O QUE FAZER:
Transcreva sem alterações a passagem do trecho fornecido que se inicia nas palavras "Alguns meses atrás" e se encerra em "em pé mesmo.".

TRECHO FORNECIDO:
▼

Alguns meses atrás alguém comentou comigo que existia um restaurante maravilhoso
perto de meu trabalho, mas que eu não poderia ir lá porque havia uma grande
escadaria na entrada. Naquele domingo o Nei foi me conduzindo pela trilha
íngreme, com escadas de raízes, pedras com um bocado de limo e terra seca - as
vezes pelo braço, as vezes num trenzinho composto de apenas 2 vagões. A
composição pensou em rumar para trás quando eu percebi que a subida era maior do
que eu pensava, mas o maquinista pulsante do peito mandou prosseguir. Em fim
começamos a descer, e eu com um puta medo de que logo escorregasse em pé mesmo.
Na hora e lugar certos o Nei falou para eu sentar, com as mãos para trás (seria
o assalto das águas). Me rendi, dei um impulso e logo meu traseiro roçava a
pedra cada vez mais molhada. Peguei velocidade e logo empaquei em um lugar um
pouco mais reto, ralando muito de leve parte do calcanhar e do cotovelo. E se eu
empacasse no meio da pedra, que direção seguir? Seria algo improvável, pois o
curso natural das coisas é te levar por onde há mais água. Novo impulso e,
quando fui me dar conta, já estava no poço de água gelada, embora parecesse
quente pela adrenalina. Foi tudo muito rápido, mas deu tempo para a foto e
alguns olhares curiosos, espantados, admiradores ou até compreensivos de outros
turistas como nós. Se eu não podia imaginar a cara dos outros, não fazia a
mínima idéia da minha. Não lembro se soltei um "tesão pra caralho", ou outra
frase igualmente elaborada e espontânea, quando um deles me guiou até a parte
onde havia pedras. Quando me dei conta eu já estava respondendo um "vambora" à
pergunta do Nei: topa ir de novo? Subimos a trilha, dessa vez sem escorregar.

▲

MATERIAL:
▼

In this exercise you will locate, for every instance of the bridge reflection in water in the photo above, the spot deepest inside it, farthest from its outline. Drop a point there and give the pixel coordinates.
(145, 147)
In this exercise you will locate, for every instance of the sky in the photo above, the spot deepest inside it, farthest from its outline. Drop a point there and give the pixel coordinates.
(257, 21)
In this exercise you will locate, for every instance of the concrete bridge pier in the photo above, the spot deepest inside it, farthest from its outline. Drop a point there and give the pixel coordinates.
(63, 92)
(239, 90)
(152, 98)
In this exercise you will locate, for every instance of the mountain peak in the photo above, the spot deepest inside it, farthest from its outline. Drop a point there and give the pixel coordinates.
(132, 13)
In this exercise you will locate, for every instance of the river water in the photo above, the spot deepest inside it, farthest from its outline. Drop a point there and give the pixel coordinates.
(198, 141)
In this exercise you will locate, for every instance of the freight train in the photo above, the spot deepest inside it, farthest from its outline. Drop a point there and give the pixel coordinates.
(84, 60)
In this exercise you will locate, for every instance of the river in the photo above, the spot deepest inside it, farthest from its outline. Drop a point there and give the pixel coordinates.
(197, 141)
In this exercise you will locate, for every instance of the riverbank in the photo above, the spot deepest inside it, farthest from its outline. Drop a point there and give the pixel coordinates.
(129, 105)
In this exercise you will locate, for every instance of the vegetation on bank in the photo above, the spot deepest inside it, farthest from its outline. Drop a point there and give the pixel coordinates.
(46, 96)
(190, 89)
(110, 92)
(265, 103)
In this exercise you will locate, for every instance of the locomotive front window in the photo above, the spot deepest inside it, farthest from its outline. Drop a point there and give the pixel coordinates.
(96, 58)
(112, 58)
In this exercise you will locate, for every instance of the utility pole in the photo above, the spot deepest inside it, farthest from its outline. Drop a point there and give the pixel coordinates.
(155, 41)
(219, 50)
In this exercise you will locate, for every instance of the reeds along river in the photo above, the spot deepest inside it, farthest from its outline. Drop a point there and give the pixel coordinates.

▲

RESOLUÇÃO DO EXERCÍCIO:
Alguns meses atrás alguém comentou comigo que existia um restaurante maravilhoso
perto de meu trabalho, mas que eu não poderia ir lá porque havia uma grande
escadaria na entrada. Naquele domingo o Nei foi me conduzindo pela trilha
íngreme, com escadas de raízes, pedras com um bocado de limo e terra seca - as
vezes pelo braço, as vezes num trenzinho composto de apenas 2 vagões. A
composição pensou em rumar para trás quando eu percebi que a subida era maior do
que eu pensava, mas o maquinista pulsante do peito mandou prosseguir. Em fim
começamos a descer, e eu com um puta medo de que logo escorregasse em pé mesmo.